THE PROBLEM
Return every line of the records that contains the string "band", copying each one in full.

Object pointing dataset rows
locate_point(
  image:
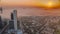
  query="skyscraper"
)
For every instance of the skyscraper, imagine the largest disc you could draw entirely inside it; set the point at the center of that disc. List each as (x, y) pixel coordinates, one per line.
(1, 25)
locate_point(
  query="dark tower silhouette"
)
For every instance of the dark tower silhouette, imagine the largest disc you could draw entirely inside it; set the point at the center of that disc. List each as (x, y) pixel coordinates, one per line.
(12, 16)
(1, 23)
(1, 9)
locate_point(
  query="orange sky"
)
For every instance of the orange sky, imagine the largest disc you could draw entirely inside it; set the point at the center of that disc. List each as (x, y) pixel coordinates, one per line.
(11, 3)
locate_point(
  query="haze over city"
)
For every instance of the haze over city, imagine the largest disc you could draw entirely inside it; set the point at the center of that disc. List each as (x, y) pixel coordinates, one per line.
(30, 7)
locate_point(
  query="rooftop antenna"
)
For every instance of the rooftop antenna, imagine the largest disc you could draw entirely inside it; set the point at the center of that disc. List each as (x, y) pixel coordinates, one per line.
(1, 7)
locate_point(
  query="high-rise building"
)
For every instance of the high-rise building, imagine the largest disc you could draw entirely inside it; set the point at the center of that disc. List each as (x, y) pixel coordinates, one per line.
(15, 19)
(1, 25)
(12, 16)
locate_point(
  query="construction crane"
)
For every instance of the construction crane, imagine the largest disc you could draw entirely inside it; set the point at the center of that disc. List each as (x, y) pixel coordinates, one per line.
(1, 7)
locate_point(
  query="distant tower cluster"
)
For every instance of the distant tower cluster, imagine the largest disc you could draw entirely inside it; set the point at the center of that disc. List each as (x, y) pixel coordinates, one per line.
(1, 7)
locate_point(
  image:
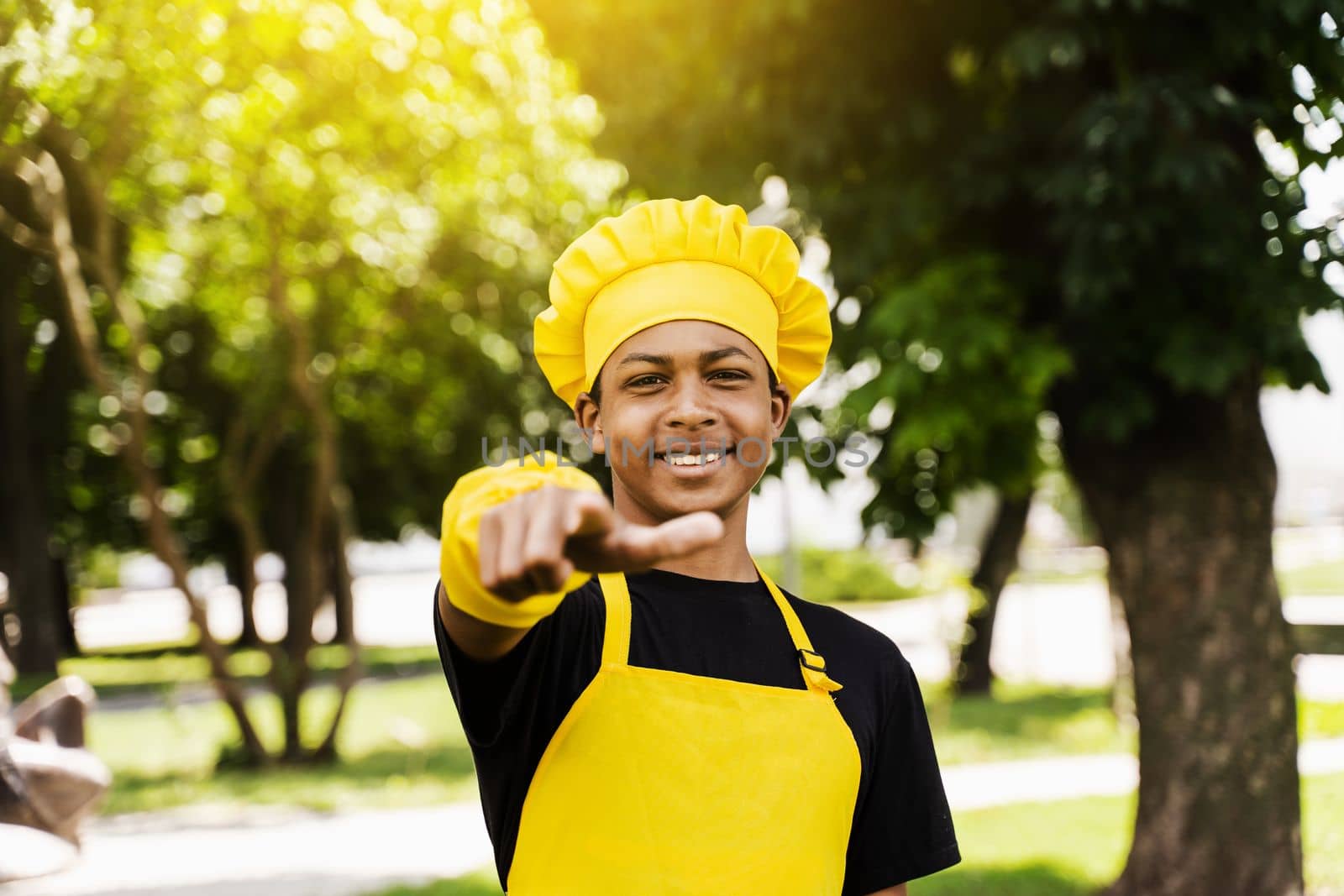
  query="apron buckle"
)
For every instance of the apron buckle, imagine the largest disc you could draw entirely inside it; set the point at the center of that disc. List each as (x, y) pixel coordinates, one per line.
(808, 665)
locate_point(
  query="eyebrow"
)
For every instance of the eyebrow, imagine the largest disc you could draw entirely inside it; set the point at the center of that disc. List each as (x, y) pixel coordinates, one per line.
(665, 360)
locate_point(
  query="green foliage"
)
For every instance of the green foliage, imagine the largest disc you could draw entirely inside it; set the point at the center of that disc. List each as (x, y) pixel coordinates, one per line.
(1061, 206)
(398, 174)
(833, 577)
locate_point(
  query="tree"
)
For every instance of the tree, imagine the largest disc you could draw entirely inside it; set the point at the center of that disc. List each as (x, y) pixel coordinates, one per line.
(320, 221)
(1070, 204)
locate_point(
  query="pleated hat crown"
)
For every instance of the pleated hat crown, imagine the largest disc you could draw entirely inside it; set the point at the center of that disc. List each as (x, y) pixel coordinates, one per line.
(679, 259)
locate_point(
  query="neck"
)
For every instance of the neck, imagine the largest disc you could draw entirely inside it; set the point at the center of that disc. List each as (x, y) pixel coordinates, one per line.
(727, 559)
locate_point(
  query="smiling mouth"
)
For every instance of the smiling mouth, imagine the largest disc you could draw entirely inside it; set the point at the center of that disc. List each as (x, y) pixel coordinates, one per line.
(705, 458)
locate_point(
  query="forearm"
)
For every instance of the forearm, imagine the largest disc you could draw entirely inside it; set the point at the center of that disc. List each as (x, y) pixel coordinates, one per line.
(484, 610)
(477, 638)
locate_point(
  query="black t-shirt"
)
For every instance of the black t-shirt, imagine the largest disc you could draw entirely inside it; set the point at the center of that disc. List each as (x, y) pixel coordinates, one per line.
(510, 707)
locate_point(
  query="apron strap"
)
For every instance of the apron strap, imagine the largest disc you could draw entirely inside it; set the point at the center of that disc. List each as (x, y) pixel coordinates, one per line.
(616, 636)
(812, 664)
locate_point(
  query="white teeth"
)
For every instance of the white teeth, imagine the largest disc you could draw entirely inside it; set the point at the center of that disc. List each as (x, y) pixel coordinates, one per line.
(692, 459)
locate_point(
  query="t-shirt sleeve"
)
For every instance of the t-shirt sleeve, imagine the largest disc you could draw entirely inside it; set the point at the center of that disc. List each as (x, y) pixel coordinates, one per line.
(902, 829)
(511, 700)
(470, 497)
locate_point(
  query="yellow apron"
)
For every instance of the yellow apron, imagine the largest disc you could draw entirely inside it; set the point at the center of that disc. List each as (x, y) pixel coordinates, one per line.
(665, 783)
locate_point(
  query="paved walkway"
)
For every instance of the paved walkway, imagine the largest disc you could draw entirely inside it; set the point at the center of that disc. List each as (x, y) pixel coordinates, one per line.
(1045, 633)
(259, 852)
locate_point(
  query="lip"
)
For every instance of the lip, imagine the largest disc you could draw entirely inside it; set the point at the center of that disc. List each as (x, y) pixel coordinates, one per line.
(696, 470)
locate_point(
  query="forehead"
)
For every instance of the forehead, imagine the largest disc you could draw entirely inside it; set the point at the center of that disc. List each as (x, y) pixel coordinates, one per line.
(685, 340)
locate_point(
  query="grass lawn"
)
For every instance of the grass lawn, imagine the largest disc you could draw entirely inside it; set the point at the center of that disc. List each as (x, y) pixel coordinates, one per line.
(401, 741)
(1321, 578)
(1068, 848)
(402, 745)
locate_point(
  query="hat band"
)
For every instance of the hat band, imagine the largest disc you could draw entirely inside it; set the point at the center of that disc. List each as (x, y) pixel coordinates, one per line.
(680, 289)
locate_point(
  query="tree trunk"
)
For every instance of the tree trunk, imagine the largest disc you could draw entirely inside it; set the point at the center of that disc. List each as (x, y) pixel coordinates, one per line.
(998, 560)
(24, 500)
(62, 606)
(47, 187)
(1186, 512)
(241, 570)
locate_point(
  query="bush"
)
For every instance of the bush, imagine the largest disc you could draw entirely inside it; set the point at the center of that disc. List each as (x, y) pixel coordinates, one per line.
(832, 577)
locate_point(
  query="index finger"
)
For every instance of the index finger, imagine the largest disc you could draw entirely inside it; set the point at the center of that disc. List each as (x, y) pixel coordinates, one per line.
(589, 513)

==

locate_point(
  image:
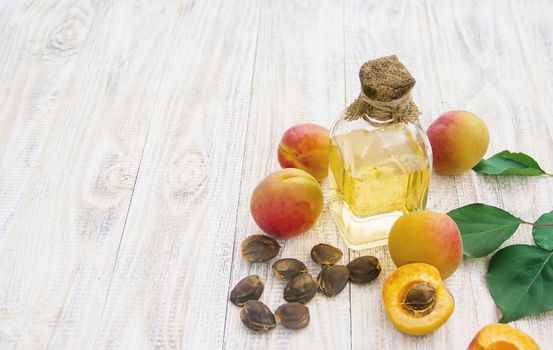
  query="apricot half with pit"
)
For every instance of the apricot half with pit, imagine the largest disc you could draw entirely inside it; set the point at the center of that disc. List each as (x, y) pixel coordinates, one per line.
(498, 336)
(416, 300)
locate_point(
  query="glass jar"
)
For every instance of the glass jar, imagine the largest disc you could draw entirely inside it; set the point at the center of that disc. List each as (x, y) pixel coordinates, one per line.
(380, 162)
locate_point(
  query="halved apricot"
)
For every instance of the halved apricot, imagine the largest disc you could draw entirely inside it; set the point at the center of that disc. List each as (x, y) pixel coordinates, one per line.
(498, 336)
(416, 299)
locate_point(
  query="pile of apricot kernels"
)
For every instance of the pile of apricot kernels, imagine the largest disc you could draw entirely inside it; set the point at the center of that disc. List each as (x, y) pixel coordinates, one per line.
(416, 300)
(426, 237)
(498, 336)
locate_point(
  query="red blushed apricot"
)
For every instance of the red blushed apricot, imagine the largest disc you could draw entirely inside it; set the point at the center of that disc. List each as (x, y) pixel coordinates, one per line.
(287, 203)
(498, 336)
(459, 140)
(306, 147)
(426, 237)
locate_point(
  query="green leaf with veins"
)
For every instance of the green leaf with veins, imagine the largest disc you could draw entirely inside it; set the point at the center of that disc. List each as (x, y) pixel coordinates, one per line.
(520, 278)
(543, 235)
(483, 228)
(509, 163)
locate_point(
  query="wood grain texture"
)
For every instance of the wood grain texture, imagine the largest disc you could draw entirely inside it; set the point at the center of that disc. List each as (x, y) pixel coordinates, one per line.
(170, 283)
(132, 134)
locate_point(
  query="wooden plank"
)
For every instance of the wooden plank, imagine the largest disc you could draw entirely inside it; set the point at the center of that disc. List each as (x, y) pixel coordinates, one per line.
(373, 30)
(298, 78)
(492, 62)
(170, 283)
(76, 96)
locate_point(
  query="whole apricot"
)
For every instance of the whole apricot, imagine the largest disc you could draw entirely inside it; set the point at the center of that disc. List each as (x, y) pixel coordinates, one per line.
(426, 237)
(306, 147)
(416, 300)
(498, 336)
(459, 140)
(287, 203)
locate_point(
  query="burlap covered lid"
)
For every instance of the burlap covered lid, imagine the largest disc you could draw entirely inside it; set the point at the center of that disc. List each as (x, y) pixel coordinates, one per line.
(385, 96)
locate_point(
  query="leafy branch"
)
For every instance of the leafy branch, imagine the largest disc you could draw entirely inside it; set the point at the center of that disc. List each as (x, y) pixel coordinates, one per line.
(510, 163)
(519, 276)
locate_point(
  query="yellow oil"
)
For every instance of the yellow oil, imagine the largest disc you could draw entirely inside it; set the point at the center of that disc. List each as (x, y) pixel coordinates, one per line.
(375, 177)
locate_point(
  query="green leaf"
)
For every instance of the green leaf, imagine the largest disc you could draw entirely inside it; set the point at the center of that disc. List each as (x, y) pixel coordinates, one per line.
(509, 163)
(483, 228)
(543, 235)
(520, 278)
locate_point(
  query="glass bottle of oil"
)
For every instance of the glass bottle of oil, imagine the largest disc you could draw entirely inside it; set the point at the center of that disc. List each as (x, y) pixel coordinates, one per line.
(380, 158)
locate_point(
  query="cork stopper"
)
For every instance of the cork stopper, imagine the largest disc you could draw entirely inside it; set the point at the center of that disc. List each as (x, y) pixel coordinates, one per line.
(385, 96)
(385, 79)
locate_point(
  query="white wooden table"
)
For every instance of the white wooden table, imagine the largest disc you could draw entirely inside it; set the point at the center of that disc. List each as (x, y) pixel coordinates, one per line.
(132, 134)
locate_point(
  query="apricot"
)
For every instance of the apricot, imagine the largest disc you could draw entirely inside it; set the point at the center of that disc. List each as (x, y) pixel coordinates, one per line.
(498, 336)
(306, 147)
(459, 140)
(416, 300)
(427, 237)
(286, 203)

WRITTEN SOLUTION
  query="hat band"
For every instance of the hat band, imagine the largest disc you could draw entirely inside it; set the point at the center of that disc. List each as (x, y) pixel coordinates, one per line.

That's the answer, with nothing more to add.